Author(s): anonymous
Date of publication: October 1901
Volume number: 31
Issue number: 4
Pagination: 662

“The Assassination of President McKinley.” Brotherhood of Locomotive Firemen’s Magazine Oct. 1901 v31n4: p. 662.
full text
McKinley assassination (personal response); McKinley assassination (public response: criticism); Henry H. Washburn (public statements).
Named persons
Edith Roosevelt; Theodore Roosevelt; Henry H. Washburn.


The Assassination of President McKinley

THE sorrow of the American people because of the death of their President is exceeded, if possible, by their indignation at those who style themselves anarchists, one of whom perpetrated the cowardly murder. Swift punishment should be accorded those in any way responsible for so diabolic a crime. If it can be proved to the satisfaction of an intelligent, unbiased jury that the anarchist society, or any two or more members of such society acting in concert, have conspired to assassinate the President, every guilty one, man or woman, should suffer capital punishment. If the anarchists’ society is responsible as an organization, by intent, that society should be obliterated.

COLLECTED MATERIAL:
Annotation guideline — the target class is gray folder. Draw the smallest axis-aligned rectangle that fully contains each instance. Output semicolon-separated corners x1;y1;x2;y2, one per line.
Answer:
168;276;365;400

DIRECTIONS FOR THIS TASK: Reproduce the magazine excerpt on the McKinley assassination in full, without altering a single word or line. Rely solely on the magazine excerpt on the McKinley assassination when completing the work.

SOLUTION TO THIS EXERCISE:
Author(s): anonymous
Date of publication: October 1901
Volume number: 31
Issue number: 4
Pagination: 662

“The Assassination of President McKinley.” Brotherhood of Locomotive Firemen’s Magazine Oct. 1901 v31n4: p. 662.
full text
McKinley assassination (personal response); McKinley assassination (public response: criticism); Henry H. Washburn (public statements).
Named persons
Edith Roosevelt; Theodore Roosevelt; Henry H. Washburn.


The Assassination of President McKinley

THE sorrow of the American people because of the death of their President is exceeded, if possible, by their indignation at those who style themselves anarchists, one of whom perpetrated the cowardly murder. Swift punishment should be accorded those in any way responsible for so diabolic a crime. If it can be proved to the satisfaction of an intelligent, unbiased jury that the anarchist society, or any two or more members of such society acting in concert, have conspired to assassinate the President, every guilty one, man or woman, should suffer capital punishment. If the anarchists’ society is responsible as an organization, by intent, that society should be obliterated.